Please print the whole of the listing that follows exactly.

DATA TO USE below:

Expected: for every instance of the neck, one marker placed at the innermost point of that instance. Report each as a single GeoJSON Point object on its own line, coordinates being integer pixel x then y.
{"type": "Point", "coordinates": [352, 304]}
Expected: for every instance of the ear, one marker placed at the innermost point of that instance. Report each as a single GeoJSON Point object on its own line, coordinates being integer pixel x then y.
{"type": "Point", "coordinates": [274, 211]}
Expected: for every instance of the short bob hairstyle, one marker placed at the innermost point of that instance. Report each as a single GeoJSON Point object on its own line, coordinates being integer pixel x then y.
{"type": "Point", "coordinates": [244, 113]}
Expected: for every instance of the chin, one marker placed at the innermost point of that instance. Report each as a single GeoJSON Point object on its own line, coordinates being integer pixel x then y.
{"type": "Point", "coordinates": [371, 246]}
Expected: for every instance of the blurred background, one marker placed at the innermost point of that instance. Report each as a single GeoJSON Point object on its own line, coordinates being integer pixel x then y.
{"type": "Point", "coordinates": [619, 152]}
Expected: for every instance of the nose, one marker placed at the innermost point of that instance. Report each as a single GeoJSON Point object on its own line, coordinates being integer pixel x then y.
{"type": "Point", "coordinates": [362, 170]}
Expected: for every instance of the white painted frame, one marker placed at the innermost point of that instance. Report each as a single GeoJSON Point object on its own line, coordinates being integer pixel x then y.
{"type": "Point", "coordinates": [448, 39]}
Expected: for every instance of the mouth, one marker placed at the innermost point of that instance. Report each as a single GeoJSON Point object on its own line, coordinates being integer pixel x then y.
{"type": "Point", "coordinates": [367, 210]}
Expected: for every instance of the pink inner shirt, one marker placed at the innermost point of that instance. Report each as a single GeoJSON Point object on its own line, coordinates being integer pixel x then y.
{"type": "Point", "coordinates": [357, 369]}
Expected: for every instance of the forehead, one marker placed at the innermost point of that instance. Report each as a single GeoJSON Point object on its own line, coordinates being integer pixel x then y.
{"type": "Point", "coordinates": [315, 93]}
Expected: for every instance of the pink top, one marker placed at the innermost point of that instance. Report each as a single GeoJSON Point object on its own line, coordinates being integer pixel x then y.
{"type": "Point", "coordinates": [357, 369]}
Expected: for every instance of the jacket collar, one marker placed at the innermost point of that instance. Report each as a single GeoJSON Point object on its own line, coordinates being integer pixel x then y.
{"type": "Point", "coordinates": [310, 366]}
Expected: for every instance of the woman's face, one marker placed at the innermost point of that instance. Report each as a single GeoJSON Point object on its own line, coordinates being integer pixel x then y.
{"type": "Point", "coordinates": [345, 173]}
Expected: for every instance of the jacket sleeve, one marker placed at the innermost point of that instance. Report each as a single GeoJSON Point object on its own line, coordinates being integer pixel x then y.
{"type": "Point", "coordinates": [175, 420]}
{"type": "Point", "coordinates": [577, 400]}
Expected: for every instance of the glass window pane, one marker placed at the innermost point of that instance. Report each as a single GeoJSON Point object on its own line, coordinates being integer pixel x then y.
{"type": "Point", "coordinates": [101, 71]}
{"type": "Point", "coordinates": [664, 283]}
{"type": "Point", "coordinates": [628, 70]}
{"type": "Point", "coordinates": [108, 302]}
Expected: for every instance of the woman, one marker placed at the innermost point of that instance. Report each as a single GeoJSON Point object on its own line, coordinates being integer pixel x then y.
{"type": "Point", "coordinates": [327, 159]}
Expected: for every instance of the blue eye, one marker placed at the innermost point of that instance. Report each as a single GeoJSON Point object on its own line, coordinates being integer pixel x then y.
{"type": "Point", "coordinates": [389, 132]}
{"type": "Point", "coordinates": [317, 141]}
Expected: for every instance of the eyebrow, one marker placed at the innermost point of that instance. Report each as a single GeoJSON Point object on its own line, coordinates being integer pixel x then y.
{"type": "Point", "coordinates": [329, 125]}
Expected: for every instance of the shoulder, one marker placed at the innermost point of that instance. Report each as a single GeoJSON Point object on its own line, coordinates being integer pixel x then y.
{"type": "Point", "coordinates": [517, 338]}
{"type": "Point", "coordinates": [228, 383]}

End of DATA TO USE.

SOLUTION TO THIS EXERCISE:
Expected: for every instance of the neck, one marker placed at the innermost point of that instance. Report each as a single GeoJSON Point object on its own line, coordinates being integer pixel x then y.
{"type": "Point", "coordinates": [352, 304]}
Expected: for every instance of the ear, one marker placed at the innermost point of that instance. Report each as a single GeoJSON Point object on its own line, coordinates being integer pixel x then y.
{"type": "Point", "coordinates": [274, 211]}
Expected: for every instance of the short bob hairstyle, one marker placed at the innermost point of that instance. Report each as a single GeoJSON Point object on its own line, coordinates being integer pixel x then y.
{"type": "Point", "coordinates": [244, 113]}
Expected: for every instance of the chin, one marker placed at the innermost point of that instance. Report each as a single GeoJSON Point object on its own line, coordinates being integer pixel x then y.
{"type": "Point", "coordinates": [371, 246]}
Expected: for every instance of the blurred background, one marker placed at the innermost point of that instance. Report each as a single GeoJSON Point object on its own line, coordinates being integer pixel x then y.
{"type": "Point", "coordinates": [619, 152]}
Expected: for every instance of the nose, one marker placed at the innermost point of that instance. Report each as a single GeoJSON Point object on its own line, coordinates being integer pixel x then y.
{"type": "Point", "coordinates": [362, 170]}
Expected: for every instance of the white painted frame, one marker placed at the innermost point of that instance. Report each as a single GeoJSON Point object on its own line, coordinates being integer pixel x then y.
{"type": "Point", "coordinates": [448, 39]}
Expected: for every instance of the mouth, one marker placed at the innermost point of that instance. Report each as a single GeoJSON Point object on its own line, coordinates being integer pixel x then y.
{"type": "Point", "coordinates": [367, 210]}
Expected: for every instance of the pink inner shirt, one marker placed at the innermost point of that instance. Report each as a single GeoJSON Point object on its own line, coordinates being integer pixel x then y.
{"type": "Point", "coordinates": [357, 369]}
Expected: for every instance of the forehead, one marker placed at the innermost point of that instance. Report each as a single GeoJSON Point object on its own line, coordinates being integer pixel x then y.
{"type": "Point", "coordinates": [315, 93]}
Expected: for every instance of the pink top, one marker placed at the innermost point of that instance. Report each as a single GeoJSON Point object on its own line, coordinates being integer pixel x then y.
{"type": "Point", "coordinates": [357, 369]}
Expected: for every instance of the jacket collar, one marker placed at the innermost point of that instance. Report each as a single GeoJSON Point object on its own line, coordinates being integer pixel x then y.
{"type": "Point", "coordinates": [310, 366]}
Expected: for every instance of the woman's face, one marker placed at the innermost point of that instance. Report each as a single GeoJSON Point object on its own line, coordinates being integer pixel x then y.
{"type": "Point", "coordinates": [345, 173]}
Expected: for every instance of the jacket sleeve, one marker placed at the innermost point of that instance. Report each as a single GeoJSON Point object on its own line, coordinates being integer pixel x then y.
{"type": "Point", "coordinates": [175, 420]}
{"type": "Point", "coordinates": [577, 400]}
Expected: for every instance of the glass window pane, one marker placed at the innermost point of that instance. Report each as a single GeoJSON Point object on its own line, coordinates being integer pixel x then y.
{"type": "Point", "coordinates": [101, 71]}
{"type": "Point", "coordinates": [664, 283]}
{"type": "Point", "coordinates": [628, 70]}
{"type": "Point", "coordinates": [108, 302]}
Expected: for every instance of the woman, one marker placed at the innermost point of that instance. Report each as a single GeoJSON Point object on its own line, coordinates being integer pixel x then y.
{"type": "Point", "coordinates": [327, 159]}
Expected: for every instance of the blue eye, one marker placed at the innermost point of that instance. Report each as a single GeoJSON Point object on its own line, coordinates being integer pixel x then y.
{"type": "Point", "coordinates": [389, 132]}
{"type": "Point", "coordinates": [317, 141]}
Expected: for every instance of the eyebrow, one marker placed at the innermost point of that instance. Report each as a single GeoJSON Point object on its own line, coordinates being integer pixel x then y.
{"type": "Point", "coordinates": [329, 125]}
Expected: for every instance of the shoulder, one marker placed at the innermost point of that instance. Report each as a single GeoJSON Point object on its own line, coordinates being integer pixel x then y.
{"type": "Point", "coordinates": [517, 338]}
{"type": "Point", "coordinates": [228, 383]}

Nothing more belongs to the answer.